=== STATED PROBLEM ===
An exact copy of the records is required, minus the pictures they hold.

=== RECORD LIST ===
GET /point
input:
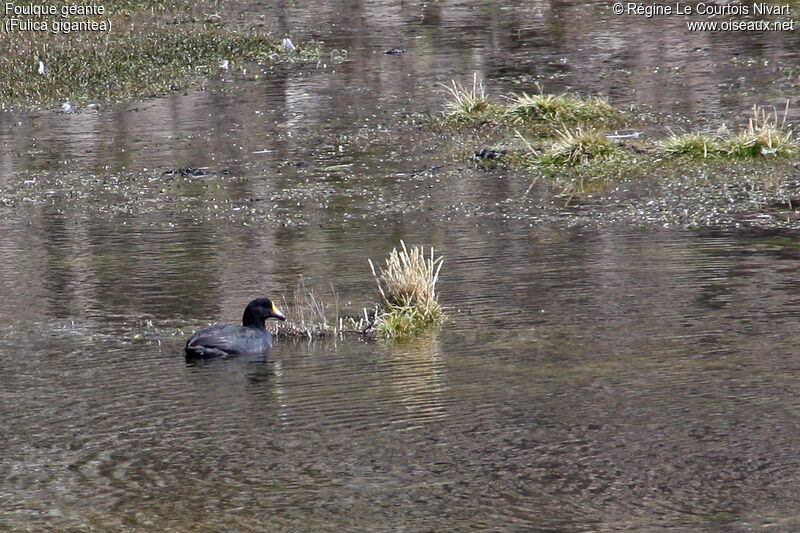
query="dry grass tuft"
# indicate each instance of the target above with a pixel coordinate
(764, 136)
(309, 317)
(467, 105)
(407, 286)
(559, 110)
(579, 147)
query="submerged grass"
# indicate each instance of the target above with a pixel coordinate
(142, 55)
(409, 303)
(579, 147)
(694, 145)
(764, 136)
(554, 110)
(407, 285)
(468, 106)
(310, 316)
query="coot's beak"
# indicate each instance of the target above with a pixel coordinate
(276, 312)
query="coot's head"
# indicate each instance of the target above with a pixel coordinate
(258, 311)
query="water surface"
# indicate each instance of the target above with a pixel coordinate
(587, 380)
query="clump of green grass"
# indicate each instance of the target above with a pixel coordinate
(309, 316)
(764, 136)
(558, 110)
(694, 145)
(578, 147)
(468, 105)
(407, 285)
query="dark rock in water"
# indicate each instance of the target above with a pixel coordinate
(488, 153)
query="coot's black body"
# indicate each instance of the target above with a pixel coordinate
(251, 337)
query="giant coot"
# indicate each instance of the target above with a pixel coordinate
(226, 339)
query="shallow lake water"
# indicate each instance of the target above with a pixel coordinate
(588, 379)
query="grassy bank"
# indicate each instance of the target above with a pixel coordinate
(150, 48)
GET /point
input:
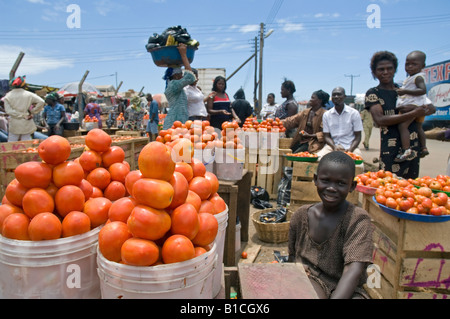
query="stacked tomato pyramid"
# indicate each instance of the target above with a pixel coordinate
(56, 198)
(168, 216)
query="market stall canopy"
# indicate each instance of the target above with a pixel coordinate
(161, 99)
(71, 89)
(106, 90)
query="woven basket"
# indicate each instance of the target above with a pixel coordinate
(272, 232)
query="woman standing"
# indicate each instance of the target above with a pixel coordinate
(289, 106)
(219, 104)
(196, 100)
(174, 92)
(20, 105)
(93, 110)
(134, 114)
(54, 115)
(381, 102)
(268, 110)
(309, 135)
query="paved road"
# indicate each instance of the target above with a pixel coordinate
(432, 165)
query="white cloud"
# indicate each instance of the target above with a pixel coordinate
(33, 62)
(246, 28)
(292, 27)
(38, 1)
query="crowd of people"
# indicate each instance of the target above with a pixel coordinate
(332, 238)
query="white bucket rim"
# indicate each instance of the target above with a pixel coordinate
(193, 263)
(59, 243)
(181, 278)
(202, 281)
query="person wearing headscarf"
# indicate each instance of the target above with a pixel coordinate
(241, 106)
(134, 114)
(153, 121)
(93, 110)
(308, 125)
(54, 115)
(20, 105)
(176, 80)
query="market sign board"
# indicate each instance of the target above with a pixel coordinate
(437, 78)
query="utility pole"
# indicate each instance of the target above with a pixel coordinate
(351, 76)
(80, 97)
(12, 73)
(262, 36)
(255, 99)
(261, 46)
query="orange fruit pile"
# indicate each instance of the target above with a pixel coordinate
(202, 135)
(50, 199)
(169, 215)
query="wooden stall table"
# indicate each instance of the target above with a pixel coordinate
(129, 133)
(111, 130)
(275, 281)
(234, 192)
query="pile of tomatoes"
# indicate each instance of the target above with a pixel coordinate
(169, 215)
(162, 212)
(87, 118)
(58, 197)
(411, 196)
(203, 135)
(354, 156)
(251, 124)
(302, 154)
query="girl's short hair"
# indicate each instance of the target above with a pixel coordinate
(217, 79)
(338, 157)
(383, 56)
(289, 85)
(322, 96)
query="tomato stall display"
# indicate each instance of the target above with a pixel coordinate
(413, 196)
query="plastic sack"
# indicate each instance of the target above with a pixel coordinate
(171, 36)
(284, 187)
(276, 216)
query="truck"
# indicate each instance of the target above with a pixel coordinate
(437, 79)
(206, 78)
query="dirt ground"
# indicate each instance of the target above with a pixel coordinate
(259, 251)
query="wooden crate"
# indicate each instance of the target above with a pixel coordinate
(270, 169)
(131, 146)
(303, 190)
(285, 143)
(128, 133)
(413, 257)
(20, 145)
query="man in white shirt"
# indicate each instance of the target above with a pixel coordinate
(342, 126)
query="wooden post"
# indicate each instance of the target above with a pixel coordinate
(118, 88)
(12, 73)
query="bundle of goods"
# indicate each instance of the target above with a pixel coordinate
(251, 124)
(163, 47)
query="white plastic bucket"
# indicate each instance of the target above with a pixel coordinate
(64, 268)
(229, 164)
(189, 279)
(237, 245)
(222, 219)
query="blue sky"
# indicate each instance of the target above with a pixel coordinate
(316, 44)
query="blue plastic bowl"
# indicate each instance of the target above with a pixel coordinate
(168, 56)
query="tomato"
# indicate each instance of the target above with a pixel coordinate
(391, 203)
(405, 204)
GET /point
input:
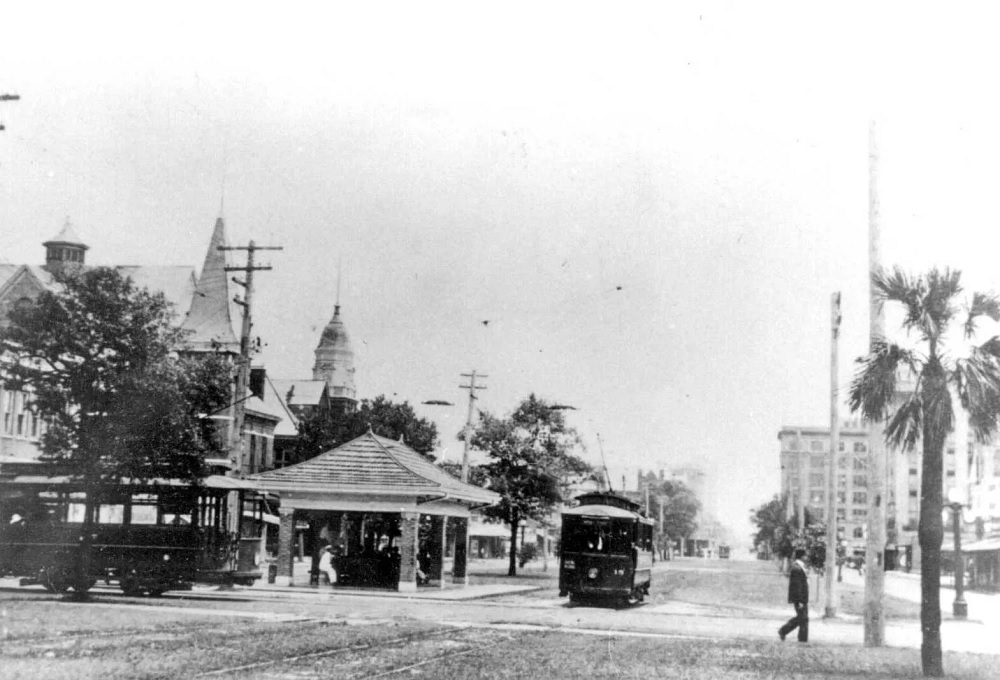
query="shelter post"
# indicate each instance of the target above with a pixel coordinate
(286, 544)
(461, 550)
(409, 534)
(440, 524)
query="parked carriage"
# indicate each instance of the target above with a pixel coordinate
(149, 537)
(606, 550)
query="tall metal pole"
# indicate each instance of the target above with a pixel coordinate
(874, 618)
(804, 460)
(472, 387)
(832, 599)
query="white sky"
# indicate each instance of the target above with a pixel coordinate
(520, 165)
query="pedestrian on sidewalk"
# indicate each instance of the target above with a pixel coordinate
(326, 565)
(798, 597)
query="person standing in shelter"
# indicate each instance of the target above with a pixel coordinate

=== FINISHED EXERCISE ===
GET /point
input:
query="dry grass tuft"
# indicate each instance of the target above with a pixel coordinate
(764, 136)
(309, 317)
(467, 105)
(407, 286)
(559, 110)
(579, 147)
query="submerged grass"
# indicate each instance of the target above with a pixel coordinate
(142, 55)
(409, 303)
(579, 147)
(694, 145)
(764, 136)
(554, 110)
(407, 285)
(468, 106)
(310, 316)
query="coot's beak"
# indicate each instance of the target above with a pixel coordinate
(276, 312)
query="coot's head"
# indicate each instance of the target above with a pixel coordinate
(258, 311)
query="water surface"
# indicate each instance of the target above with a pixel coordinate
(587, 380)
query="clump of green grass"
# indicate each instance of the target above with a pixel coordinate
(309, 316)
(764, 136)
(558, 110)
(694, 145)
(578, 147)
(468, 105)
(407, 285)
query="dark rock in water"
# indicate each instance of the target above with a pixel coordinate
(488, 153)
query="coot's black body"
# indicate each instance of the target above with a pixel coordinate
(251, 337)
query="giant coot"
# indicate each instance of the target above with a pixel coordinate
(226, 339)
query="shallow lake water"
# indicate each instance of the target above with a pixel coordinate
(588, 379)
query="grassy bank"
# indicate each instance of the target above with a pixel coordinate
(150, 48)
GET /point
input:
query="stacked tomato pyramid"
# indicate each instance of the target above with a pixel coordinate
(56, 198)
(168, 216)
query="market stall canopy"
# indicate each instance of the target above with a pixel coordinate
(161, 99)
(71, 89)
(106, 90)
query="woven basket"
# indicate each instance of the target above with a pixel coordinate
(272, 232)
query="woman standing"
# indicate each instance of the target above with a pixel coordinate
(289, 106)
(219, 104)
(196, 100)
(174, 92)
(20, 105)
(93, 110)
(134, 114)
(54, 115)
(381, 102)
(268, 110)
(309, 135)
query="paved road"
# indicate each instance of the target above with a pixel coordinate
(432, 165)
query="white cloud"
# indicate each instance of the target above with a pixel coordinate
(33, 62)
(246, 28)
(292, 27)
(38, 1)
query="crowd of people"
# indicate each instance of the target above with a pixel coordinate
(332, 238)
query="white bucket rim"
# indicate each instance of the target above with a pixel coordinate
(193, 263)
(59, 243)
(181, 278)
(202, 281)
query="person wearing headscarf"
# indicate each instance of the target above with a pixel coordinate
(241, 106)
(134, 114)
(153, 121)
(93, 110)
(308, 125)
(54, 115)
(20, 105)
(176, 80)
query="market sign board"
# indicate each instance of the target above with a pixel coordinate
(437, 78)
query="utility pole"
# indicate each instance of the target above with a pixel coordinate
(351, 76)
(80, 97)
(12, 73)
(262, 36)
(255, 99)
(261, 46)
query="orange fruit pile"
# indicate each instance of the target above with a pixel coordinate
(202, 135)
(50, 199)
(169, 215)
query="wooden stall table"
# indicate each instance of the target above with a pixel coordinate
(129, 133)
(111, 130)
(275, 281)
(234, 192)
query="pile of tomatoes"
# indicate each instance of the target above with a pixel coordinate
(169, 215)
(162, 212)
(87, 118)
(58, 197)
(411, 196)
(203, 135)
(354, 156)
(251, 124)
(302, 154)
query="girl's short hair"
# indicate each instance of the target above with a pixel coordinate
(217, 79)
(338, 157)
(383, 56)
(289, 85)
(322, 96)
query="tomato stall display"
# indicate each instance of the target above with a pixel coordinate
(413, 196)
query="plastic sack"
# indicate each instance of the target above with a pixel coordinate
(171, 36)
(284, 187)
(276, 216)
query="truck"
# indicate each instance of the target above with a pixel coordinate
(437, 79)
(206, 78)
query="dirt ground"
# indicate each instance of the target above with a pixel coordinate
(259, 251)
query="wooden crate"
# indicate each instance of the target above with a pixel coordinate
(270, 169)
(131, 146)
(303, 190)
(285, 143)
(128, 133)
(413, 257)
(20, 145)
query="man in white shirt"
# indicate each instance of the target above with a pixel coordinate
(342, 126)
query="wooden post"
# indicate each instance of the target above with a pixel coordinate
(118, 88)
(12, 73)
query="bundle of goods"
# indicate each instance of the target above with a pixel coordinate
(251, 124)
(163, 47)
query="white plastic bucket"
# indicate each instance of the target above with a pixel coordinate
(64, 268)
(229, 164)
(189, 279)
(237, 245)
(222, 219)
query="blue sky"
# indicate each instance of the target above with a pixel coordinate
(316, 44)
query="blue plastic bowl"
# indicate each instance of the target above with a pixel coordinate
(168, 56)
query="tomato"
# indicate each instance of the target above with a pixel coordinate
(391, 203)
(405, 204)
GET /point
input:
query="shelter post"
# indicate each instance of the target above with a pixel coordinate
(286, 544)
(461, 550)
(409, 534)
(440, 524)
query="parked carriage"
# indicate each instance of the target above with a pixel coordinate
(149, 537)
(606, 550)
query="tall metal pole"
# indicate each instance of the target above with a pixel coordinate
(874, 618)
(804, 460)
(472, 387)
(832, 599)
query="white sky"
# indicate each instance of the target above with a pixel coordinate
(520, 165)
query="pedestrian on sidewalk"
# indicate each instance of the target above with a pixel coordinate
(326, 565)
(798, 597)
query="person standing in shelter"
# indicate each instance of the target above with a pixel coordinate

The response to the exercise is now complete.